-- SHORT PROBLEM --
From the line that has "In this exercise you will place a marker on the reddish" down to the final line of the listing below, transcribe every line exactly, and only those.

Image point annotation entries:

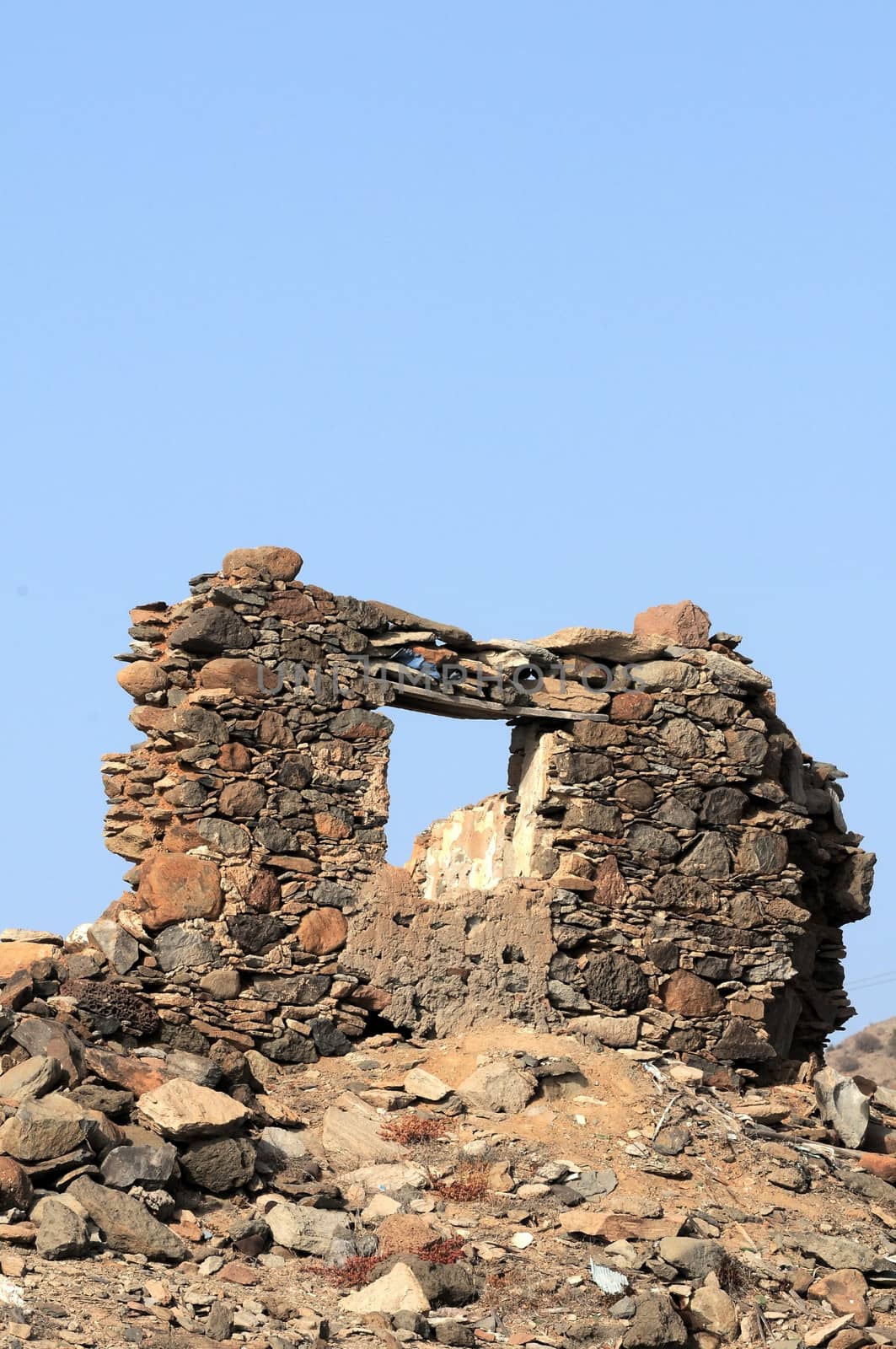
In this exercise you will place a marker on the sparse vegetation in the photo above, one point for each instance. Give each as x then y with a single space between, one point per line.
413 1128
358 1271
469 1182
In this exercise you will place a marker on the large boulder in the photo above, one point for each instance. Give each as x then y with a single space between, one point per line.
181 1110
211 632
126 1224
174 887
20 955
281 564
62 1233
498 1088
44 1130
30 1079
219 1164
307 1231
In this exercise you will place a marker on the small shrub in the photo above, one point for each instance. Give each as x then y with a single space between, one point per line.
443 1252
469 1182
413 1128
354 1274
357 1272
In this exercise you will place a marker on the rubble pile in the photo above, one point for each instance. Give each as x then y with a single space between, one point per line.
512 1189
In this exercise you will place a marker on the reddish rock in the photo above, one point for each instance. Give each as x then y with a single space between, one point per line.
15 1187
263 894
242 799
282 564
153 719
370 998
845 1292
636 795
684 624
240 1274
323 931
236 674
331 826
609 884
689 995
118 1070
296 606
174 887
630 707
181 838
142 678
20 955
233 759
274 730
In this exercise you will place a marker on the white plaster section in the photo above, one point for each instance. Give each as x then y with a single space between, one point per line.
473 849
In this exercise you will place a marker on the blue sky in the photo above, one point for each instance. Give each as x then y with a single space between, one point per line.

-- OUTPUT FOR THIS TASK --
In this exercise you will place a marker on the reddish rock in the photo above, one point for each instance. Give each as x then y with a single space between, one point per line.
15 1187
263 894
242 799
282 564
153 719
370 998
845 1292
636 795
684 624
240 1274
323 931
236 674
331 826
609 884
689 995
118 1070
296 606
174 887
630 707
181 838
142 678
20 955
233 759
274 730
In this exercise you will place a marker on the white plaster section in the photo above, one point for each instance. Give each as x then y with a single space between, one point per line.
473 849
In this exercise you will place a marker on the blue sky in the photo above, one point for each instance. Give each as x then y with a single space between, one point per line.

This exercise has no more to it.